• Exercise
Render all of the lines below as a Markdown table with two columns, "No." and "Text". Number each row, and omit any blank lines.

[Extracted lines]
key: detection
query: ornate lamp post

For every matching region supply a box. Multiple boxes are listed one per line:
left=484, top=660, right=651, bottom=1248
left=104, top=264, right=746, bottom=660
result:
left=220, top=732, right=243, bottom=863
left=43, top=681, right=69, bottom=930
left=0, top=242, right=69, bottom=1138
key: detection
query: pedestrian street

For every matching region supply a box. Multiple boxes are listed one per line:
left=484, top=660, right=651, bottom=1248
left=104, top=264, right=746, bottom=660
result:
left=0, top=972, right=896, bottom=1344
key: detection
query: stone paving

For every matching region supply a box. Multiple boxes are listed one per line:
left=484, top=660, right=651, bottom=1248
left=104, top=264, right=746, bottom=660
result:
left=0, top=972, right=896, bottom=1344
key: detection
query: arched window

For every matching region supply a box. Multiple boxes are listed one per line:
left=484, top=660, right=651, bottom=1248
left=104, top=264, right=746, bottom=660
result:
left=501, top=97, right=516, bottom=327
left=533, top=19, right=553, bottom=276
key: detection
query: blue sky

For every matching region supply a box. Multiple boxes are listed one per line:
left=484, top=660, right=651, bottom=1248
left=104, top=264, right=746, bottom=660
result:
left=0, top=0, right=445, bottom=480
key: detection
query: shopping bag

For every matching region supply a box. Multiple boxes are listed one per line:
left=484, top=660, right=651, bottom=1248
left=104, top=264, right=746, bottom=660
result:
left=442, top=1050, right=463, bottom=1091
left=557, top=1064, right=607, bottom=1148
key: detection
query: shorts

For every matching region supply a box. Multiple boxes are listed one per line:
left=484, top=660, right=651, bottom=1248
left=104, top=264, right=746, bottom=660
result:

• Written reply
| No. | Text |
|---|---|
| 1 | key: detection |
| 2 | query: ornate lamp post |
| 3 | For every matching region supply a box. Multiple boxes are listed one per line: |
| 4 | left=484, top=660, right=651, bottom=1248 |
| 5 | left=104, top=264, right=746, bottom=660 |
| 6 | result: |
| 7 | left=220, top=732, right=243, bottom=863 |
| 8 | left=43, top=681, right=69, bottom=930 |
| 9 | left=0, top=242, right=69, bottom=1138 |
| 10 | key: detection |
| 11 | query: pedestrian street |
| 12 | For every matching region supply a box. Multiple boxes are listed one per line: |
| 13 | left=484, top=660, right=651, bottom=1248 |
| 14 | left=104, top=264, right=746, bottom=660 |
| 15 | result: |
| 16 | left=0, top=972, right=896, bottom=1344 |
| 17 | key: detection |
| 18 | query: stone paving |
| 19 | For every matching region supply a box. Multiple boxes are listed one per line: |
| 20 | left=484, top=660, right=651, bottom=1248 |
| 21 | left=104, top=264, right=746, bottom=660 |
| 22 | result: |
| 23 | left=0, top=972, right=896, bottom=1344 |
| 24 | key: detection |
| 25 | query: arched window |
| 26 | For every matching region supply a box. Multiple boxes are listed one per line: |
| 27 | left=484, top=660, right=651, bottom=1248 |
| 28 | left=104, top=264, right=746, bottom=660 |
| 29 | result: |
| 30 | left=501, top=97, right=516, bottom=327 |
| 31 | left=533, top=19, right=553, bottom=276 |
| 32 | key: detection |
| 33 | query: blue sky |
| 34 | For every matching region supply a box. Multiple boxes are listed one per line: |
| 35 | left=484, top=660, right=651, bottom=1248 |
| 36 | left=104, top=264, right=746, bottom=660 |
| 37 | result: |
| 38 | left=0, top=0, right=445, bottom=480 |
| 39 | key: detection |
| 40 | query: shopping bag |
| 41 | For every matching region supply a box. Multiple boxes are listed one per line: |
| 42 | left=484, top=660, right=651, bottom=1248 |
| 43 | left=104, top=264, right=746, bottom=660 |
| 44 | result: |
| 45 | left=442, top=1050, right=463, bottom=1091 |
| 46 | left=557, top=1064, right=607, bottom=1148 |
| 47 | key: detection |
| 48 | query: shorts |
| 49 | For every matching region supply a box. Multiple boxes are listed one per line: |
| 50 | left=484, top=660, right=651, bottom=1248 |
| 51 | left=104, top=264, right=746, bottom=660 |
| 52 | result: |